● **Stated exercise**:
Convert every line of the rows below into a Markdown table with the columns Nr and Line. Number the lines in order and omit the blank ones.

BEGIN Data lines

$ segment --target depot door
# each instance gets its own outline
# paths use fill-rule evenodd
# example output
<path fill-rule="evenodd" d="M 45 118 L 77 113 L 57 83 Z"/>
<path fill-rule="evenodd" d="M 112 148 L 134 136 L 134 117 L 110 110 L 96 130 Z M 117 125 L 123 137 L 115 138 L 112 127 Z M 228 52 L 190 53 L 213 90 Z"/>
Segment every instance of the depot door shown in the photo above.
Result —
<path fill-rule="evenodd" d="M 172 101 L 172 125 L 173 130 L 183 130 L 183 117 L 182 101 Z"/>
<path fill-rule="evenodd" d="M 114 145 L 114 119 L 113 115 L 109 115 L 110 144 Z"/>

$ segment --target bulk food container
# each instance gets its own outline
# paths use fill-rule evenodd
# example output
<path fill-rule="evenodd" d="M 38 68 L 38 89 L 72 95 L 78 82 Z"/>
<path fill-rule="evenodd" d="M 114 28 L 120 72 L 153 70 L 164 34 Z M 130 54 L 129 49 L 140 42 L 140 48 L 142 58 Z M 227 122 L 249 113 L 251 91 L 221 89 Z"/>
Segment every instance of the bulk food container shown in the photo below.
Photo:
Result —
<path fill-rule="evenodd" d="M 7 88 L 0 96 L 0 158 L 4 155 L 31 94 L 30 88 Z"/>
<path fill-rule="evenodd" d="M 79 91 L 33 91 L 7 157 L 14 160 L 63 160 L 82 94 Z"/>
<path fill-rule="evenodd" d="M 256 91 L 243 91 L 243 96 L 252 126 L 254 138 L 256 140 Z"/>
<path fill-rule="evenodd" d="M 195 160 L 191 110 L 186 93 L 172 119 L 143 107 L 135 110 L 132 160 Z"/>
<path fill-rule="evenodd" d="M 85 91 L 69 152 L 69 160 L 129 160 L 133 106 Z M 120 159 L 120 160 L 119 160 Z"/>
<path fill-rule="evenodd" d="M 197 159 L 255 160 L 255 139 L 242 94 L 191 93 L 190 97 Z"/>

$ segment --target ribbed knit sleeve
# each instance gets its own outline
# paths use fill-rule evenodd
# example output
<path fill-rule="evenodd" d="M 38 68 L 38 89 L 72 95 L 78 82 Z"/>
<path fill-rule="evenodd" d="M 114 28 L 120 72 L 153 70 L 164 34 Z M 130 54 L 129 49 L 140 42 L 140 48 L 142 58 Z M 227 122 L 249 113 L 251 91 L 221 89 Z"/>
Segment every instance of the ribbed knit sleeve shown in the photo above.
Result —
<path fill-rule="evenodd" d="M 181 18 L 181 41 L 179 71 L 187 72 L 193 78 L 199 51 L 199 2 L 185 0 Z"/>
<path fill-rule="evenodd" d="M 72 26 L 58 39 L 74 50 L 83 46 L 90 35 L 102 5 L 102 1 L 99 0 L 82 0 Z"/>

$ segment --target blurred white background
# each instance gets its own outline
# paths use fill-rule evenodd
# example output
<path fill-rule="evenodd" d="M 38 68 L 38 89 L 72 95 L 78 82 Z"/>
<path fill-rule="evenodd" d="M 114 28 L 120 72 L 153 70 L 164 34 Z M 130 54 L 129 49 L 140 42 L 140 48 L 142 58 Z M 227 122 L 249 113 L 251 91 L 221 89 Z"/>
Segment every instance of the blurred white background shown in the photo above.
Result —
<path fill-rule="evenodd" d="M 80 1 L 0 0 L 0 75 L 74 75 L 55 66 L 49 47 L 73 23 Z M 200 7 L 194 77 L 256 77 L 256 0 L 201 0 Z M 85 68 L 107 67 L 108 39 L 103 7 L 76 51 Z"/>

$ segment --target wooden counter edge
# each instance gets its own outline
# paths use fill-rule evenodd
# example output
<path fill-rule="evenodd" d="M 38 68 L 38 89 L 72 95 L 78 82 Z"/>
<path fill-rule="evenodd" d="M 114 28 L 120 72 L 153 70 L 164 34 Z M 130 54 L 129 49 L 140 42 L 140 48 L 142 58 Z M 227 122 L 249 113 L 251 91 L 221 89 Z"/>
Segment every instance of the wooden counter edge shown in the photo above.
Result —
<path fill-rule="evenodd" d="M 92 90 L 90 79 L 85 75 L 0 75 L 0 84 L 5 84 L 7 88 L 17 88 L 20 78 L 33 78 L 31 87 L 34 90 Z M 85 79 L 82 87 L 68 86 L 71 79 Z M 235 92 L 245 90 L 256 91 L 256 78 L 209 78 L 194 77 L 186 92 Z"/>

END Data lines

● **Written solution**:
| Nr | Line |
|---|---|
| 1 | $ segment --target depot door |
| 2 | # each instance gets its own outline |
| 3 | # paths use fill-rule evenodd |
| 4 | # example output |
| 5 | <path fill-rule="evenodd" d="M 45 118 L 77 113 L 57 83 Z"/> |
| 6 | <path fill-rule="evenodd" d="M 112 148 L 134 136 L 134 117 L 110 110 L 96 130 Z M 117 125 L 123 137 L 115 138 L 112 127 Z M 228 52 L 190 53 L 213 90 Z"/> |
| 7 | Segment every instance of the depot door shown in the photo above. |
| 8 | Result — |
| 9 | <path fill-rule="evenodd" d="M 172 101 L 172 125 L 173 130 L 183 130 L 183 117 L 182 101 Z"/> |
| 10 | <path fill-rule="evenodd" d="M 114 145 L 114 119 L 113 115 L 109 115 L 110 144 Z"/> |
| 11 | $ segment --target bulk food container |
| 12 | # each instance gets its own outline |
| 13 | # paths use fill-rule evenodd |
| 14 | # example output |
| 15 | <path fill-rule="evenodd" d="M 38 68 L 38 89 L 72 95 L 78 82 Z"/> |
| 16 | <path fill-rule="evenodd" d="M 114 28 L 120 72 L 153 70 L 164 34 Z M 130 54 L 129 49 L 140 42 L 140 48 L 142 58 Z M 227 122 L 249 113 L 251 91 L 221 89 Z"/> |
| 17 | Segment every instance of the bulk food container shown in the photo below. |
| 18 | Photo: |
| 19 | Result — |
| 20 | <path fill-rule="evenodd" d="M 7 88 L 0 96 L 0 158 L 4 155 L 31 94 L 30 88 Z"/> |
| 21 | <path fill-rule="evenodd" d="M 79 91 L 33 91 L 7 157 L 14 160 L 63 160 L 82 94 Z"/> |
| 22 | <path fill-rule="evenodd" d="M 256 91 L 243 91 L 243 96 L 252 126 L 254 138 L 256 140 Z"/> |
| 23 | <path fill-rule="evenodd" d="M 195 160 L 191 110 L 186 93 L 172 119 L 143 107 L 135 110 L 132 160 Z"/> |
| 24 | <path fill-rule="evenodd" d="M 85 91 L 69 152 L 69 160 L 129 160 L 133 106 Z M 120 159 L 120 160 L 119 160 Z"/> |
| 25 | <path fill-rule="evenodd" d="M 197 159 L 255 160 L 255 139 L 242 94 L 191 93 L 190 97 Z"/> |
| 26 | $ segment --target ribbed knit sleeve |
| 27 | # each instance gets its own outline |
| 28 | # paths use fill-rule evenodd |
| 29 | # example output |
| 30 | <path fill-rule="evenodd" d="M 38 68 L 38 89 L 72 95 L 78 82 Z"/> |
| 31 | <path fill-rule="evenodd" d="M 114 28 L 120 72 L 153 70 L 164 34 Z M 130 54 L 129 49 L 140 42 L 140 48 L 142 58 Z M 227 122 L 249 113 L 251 91 L 221 89 Z"/> |
| 32 | Segment every instance of the ribbed knit sleeve shown in the photo above. |
| 33 | Result — |
| 34 | <path fill-rule="evenodd" d="M 181 18 L 181 41 L 179 71 L 187 72 L 193 78 L 199 51 L 199 2 L 185 0 Z"/> |
| 35 | <path fill-rule="evenodd" d="M 72 26 L 58 39 L 74 50 L 83 46 L 90 35 L 102 5 L 102 1 L 99 0 L 82 0 Z"/> |
| 36 | $ segment --target blurred white background |
| 37 | # each instance gets its own outline |
| 38 | # paths use fill-rule evenodd |
| 39 | # example output |
| 40 | <path fill-rule="evenodd" d="M 38 68 L 38 89 L 72 95 L 78 82 Z"/> |
| 41 | <path fill-rule="evenodd" d="M 114 28 L 120 72 L 153 70 L 164 34 Z M 130 54 L 129 49 L 140 42 L 140 48 L 142 58 Z M 227 122 L 249 113 L 251 91 L 221 89 Z"/> |
| 42 | Segment every instance of the blurred white background shown in the photo above. |
| 43 | Result — |
| 44 | <path fill-rule="evenodd" d="M 80 1 L 0 0 L 0 75 L 74 75 L 55 66 L 49 47 L 73 23 Z M 200 7 L 194 77 L 256 77 L 256 0 L 201 0 Z M 85 68 L 107 67 L 108 39 L 103 7 L 76 51 Z"/> |
| 45 | $ segment --target wooden counter edge |
| 46 | # each instance gets its own outline |
| 47 | # paths use fill-rule evenodd |
| 48 | # example output |
| 49 | <path fill-rule="evenodd" d="M 38 68 L 38 89 L 72 95 L 78 82 Z"/> |
| 50 | <path fill-rule="evenodd" d="M 114 28 L 120 72 L 153 70 L 164 34 Z M 130 54 L 129 49 L 140 42 L 140 48 L 142 58 Z M 227 122 L 249 113 L 251 91 L 221 89 Z"/> |
| 51 | Segment every instance of the wooden counter edge shown in the photo above. |
| 52 | Result — |
| 53 | <path fill-rule="evenodd" d="M 92 90 L 90 79 L 85 75 L 0 75 L 0 84 L 5 84 L 7 88 L 17 88 L 20 78 L 33 78 L 31 87 L 34 90 Z M 85 79 L 82 87 L 68 86 L 71 79 Z M 235 92 L 245 90 L 256 91 L 256 78 L 209 78 L 194 77 L 186 92 Z"/> |